Task instructions:
Each entry shown below is to be reproduced exactly.

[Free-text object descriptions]
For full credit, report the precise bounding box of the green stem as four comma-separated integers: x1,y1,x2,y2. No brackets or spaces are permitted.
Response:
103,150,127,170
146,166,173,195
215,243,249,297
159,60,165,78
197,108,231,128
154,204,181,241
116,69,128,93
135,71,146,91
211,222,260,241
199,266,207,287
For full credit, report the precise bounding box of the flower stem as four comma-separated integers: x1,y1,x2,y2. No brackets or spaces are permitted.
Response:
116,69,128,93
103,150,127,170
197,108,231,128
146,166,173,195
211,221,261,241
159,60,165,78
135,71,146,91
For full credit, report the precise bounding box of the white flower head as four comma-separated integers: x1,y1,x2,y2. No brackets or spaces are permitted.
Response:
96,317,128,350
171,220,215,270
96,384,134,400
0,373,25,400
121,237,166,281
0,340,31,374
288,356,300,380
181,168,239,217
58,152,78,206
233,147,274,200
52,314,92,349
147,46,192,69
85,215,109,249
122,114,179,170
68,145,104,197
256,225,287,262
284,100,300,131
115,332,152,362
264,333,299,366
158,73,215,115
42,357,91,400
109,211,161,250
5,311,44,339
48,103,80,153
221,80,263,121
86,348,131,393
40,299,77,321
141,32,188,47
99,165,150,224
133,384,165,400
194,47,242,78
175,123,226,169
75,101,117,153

Task output:
For full credit, report the precise bounding box of the green stem as four comma-separated integers: x1,y1,x2,y2. No brackets or spaces are permitted.
Response:
103,150,127,170
146,166,173,195
215,243,249,297
159,60,165,78
197,108,231,128
154,204,181,241
116,69,128,93
135,71,146,91
211,222,260,241
199,266,207,287
For full credit, report the precise bounding box of the flower stem as four comma-separated integers: x1,y1,x2,y2. No brackets or spaces are permitted.
Response:
116,69,128,93
103,150,127,170
197,108,231,128
146,166,173,195
211,221,261,241
159,60,165,78
135,71,146,91
For full credit, report the precise bounding box of the white flower head as four comma-separated integers: x1,y1,x2,y2. No brackets or spaces are permitted.
Response:
96,317,128,350
171,220,215,270
96,384,134,400
0,373,25,400
121,237,166,281
0,340,31,374
288,356,300,380
181,168,239,217
58,152,78,206
233,147,274,200
52,314,92,349
147,46,192,69
85,215,109,249
122,114,179,170
68,145,104,197
256,225,287,262
284,100,300,131
115,332,152,362
264,333,299,366
158,73,215,115
42,357,91,400
109,211,161,250
5,311,44,339
48,103,80,153
221,80,263,121
86,348,131,393
40,299,77,321
141,32,188,47
99,165,150,224
133,384,165,400
194,47,242,78
175,123,226,169
75,101,117,153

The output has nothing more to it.